### Work task
Type every record exactly as it appears.

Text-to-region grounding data
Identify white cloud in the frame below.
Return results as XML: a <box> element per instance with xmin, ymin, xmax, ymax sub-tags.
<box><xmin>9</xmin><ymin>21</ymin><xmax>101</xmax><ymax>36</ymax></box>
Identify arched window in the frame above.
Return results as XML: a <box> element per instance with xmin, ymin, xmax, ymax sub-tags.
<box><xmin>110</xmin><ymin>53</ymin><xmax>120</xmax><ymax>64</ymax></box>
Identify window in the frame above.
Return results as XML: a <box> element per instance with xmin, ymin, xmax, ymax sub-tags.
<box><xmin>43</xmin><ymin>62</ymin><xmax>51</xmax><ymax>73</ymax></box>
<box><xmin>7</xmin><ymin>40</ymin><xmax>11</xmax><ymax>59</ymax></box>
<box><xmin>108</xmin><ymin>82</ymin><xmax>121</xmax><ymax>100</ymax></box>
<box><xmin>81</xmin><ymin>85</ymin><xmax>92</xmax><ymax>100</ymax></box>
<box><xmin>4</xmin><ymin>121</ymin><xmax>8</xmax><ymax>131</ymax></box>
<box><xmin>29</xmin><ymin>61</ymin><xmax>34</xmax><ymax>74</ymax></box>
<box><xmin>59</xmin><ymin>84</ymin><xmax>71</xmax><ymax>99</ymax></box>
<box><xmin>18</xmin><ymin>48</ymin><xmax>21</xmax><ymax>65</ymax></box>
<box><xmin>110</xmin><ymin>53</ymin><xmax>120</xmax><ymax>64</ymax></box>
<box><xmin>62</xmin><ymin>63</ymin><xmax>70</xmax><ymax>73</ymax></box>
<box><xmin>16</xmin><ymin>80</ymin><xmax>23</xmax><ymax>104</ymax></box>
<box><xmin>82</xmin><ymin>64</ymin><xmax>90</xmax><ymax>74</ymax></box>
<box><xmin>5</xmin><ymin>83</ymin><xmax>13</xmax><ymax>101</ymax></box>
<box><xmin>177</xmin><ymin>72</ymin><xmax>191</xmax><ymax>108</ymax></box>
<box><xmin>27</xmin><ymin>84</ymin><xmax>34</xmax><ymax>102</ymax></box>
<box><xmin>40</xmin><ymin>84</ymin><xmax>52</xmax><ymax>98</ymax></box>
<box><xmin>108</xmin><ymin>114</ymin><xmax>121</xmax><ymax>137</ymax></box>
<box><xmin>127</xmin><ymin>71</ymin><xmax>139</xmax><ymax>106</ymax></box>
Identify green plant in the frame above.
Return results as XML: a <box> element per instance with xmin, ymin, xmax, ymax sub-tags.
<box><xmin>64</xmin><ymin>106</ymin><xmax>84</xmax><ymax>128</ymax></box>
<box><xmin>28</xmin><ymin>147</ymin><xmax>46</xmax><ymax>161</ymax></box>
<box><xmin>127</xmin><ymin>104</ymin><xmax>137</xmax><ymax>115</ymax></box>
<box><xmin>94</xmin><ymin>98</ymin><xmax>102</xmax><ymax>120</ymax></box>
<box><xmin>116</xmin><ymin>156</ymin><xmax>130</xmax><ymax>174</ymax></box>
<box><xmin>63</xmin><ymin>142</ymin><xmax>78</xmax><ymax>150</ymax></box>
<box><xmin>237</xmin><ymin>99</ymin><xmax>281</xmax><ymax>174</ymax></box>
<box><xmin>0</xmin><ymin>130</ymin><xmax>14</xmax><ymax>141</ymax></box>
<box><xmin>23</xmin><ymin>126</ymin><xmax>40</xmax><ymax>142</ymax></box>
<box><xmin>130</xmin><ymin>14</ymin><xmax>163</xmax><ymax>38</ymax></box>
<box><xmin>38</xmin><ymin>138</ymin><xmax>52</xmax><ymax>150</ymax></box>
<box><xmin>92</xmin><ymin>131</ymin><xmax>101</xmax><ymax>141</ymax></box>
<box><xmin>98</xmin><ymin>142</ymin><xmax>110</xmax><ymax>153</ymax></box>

### Exercise result
Identify white cloud in the frame below.
Return results as XML: a <box> element per instance with xmin, ymin, xmax, ymax sub-tags.
<box><xmin>9</xmin><ymin>21</ymin><xmax>101</xmax><ymax>36</ymax></box>
Identify arched window in the frame above.
Return results as XML: a <box> element per instance with xmin, ymin, xmax, ymax sub-tags.
<box><xmin>110</xmin><ymin>53</ymin><xmax>120</xmax><ymax>64</ymax></box>
Identify window in the frame above.
Return results as XML: a <box> element per instance with xmin, ymin, xmax, ymax sub-tags.
<box><xmin>43</xmin><ymin>62</ymin><xmax>51</xmax><ymax>73</ymax></box>
<box><xmin>7</xmin><ymin>40</ymin><xmax>11</xmax><ymax>59</ymax></box>
<box><xmin>108</xmin><ymin>82</ymin><xmax>121</xmax><ymax>100</ymax></box>
<box><xmin>81</xmin><ymin>85</ymin><xmax>92</xmax><ymax>100</ymax></box>
<box><xmin>4</xmin><ymin>121</ymin><xmax>8</xmax><ymax>131</ymax></box>
<box><xmin>29</xmin><ymin>61</ymin><xmax>34</xmax><ymax>74</ymax></box>
<box><xmin>59</xmin><ymin>84</ymin><xmax>71</xmax><ymax>99</ymax></box>
<box><xmin>18</xmin><ymin>48</ymin><xmax>21</xmax><ymax>65</ymax></box>
<box><xmin>110</xmin><ymin>53</ymin><xmax>120</xmax><ymax>64</ymax></box>
<box><xmin>62</xmin><ymin>63</ymin><xmax>70</xmax><ymax>73</ymax></box>
<box><xmin>16</xmin><ymin>80</ymin><xmax>23</xmax><ymax>104</ymax></box>
<box><xmin>82</xmin><ymin>64</ymin><xmax>90</xmax><ymax>74</ymax></box>
<box><xmin>5</xmin><ymin>83</ymin><xmax>13</xmax><ymax>101</ymax></box>
<box><xmin>177</xmin><ymin>72</ymin><xmax>191</xmax><ymax>108</ymax></box>
<box><xmin>27</xmin><ymin>84</ymin><xmax>34</xmax><ymax>102</ymax></box>
<box><xmin>40</xmin><ymin>84</ymin><xmax>52</xmax><ymax>98</ymax></box>
<box><xmin>108</xmin><ymin>114</ymin><xmax>121</xmax><ymax>137</ymax></box>
<box><xmin>127</xmin><ymin>71</ymin><xmax>139</xmax><ymax>106</ymax></box>
Identify green plant in the frame above.
Return results as XML: a <box> element per instance with xmin, ymin, xmax, ymax sub-tags.
<box><xmin>64</xmin><ymin>106</ymin><xmax>84</xmax><ymax>128</ymax></box>
<box><xmin>28</xmin><ymin>147</ymin><xmax>46</xmax><ymax>161</ymax></box>
<box><xmin>127</xmin><ymin>104</ymin><xmax>137</xmax><ymax>115</ymax></box>
<box><xmin>94</xmin><ymin>98</ymin><xmax>102</xmax><ymax>120</ymax></box>
<box><xmin>116</xmin><ymin>156</ymin><xmax>130</xmax><ymax>174</ymax></box>
<box><xmin>63</xmin><ymin>142</ymin><xmax>78</xmax><ymax>150</ymax></box>
<box><xmin>237</xmin><ymin>99</ymin><xmax>281</xmax><ymax>174</ymax></box>
<box><xmin>0</xmin><ymin>130</ymin><xmax>14</xmax><ymax>141</ymax></box>
<box><xmin>23</xmin><ymin>126</ymin><xmax>40</xmax><ymax>142</ymax></box>
<box><xmin>130</xmin><ymin>14</ymin><xmax>163</xmax><ymax>38</ymax></box>
<box><xmin>38</xmin><ymin>138</ymin><xmax>52</xmax><ymax>150</ymax></box>
<box><xmin>92</xmin><ymin>131</ymin><xmax>101</xmax><ymax>141</ymax></box>
<box><xmin>98</xmin><ymin>142</ymin><xmax>110</xmax><ymax>153</ymax></box>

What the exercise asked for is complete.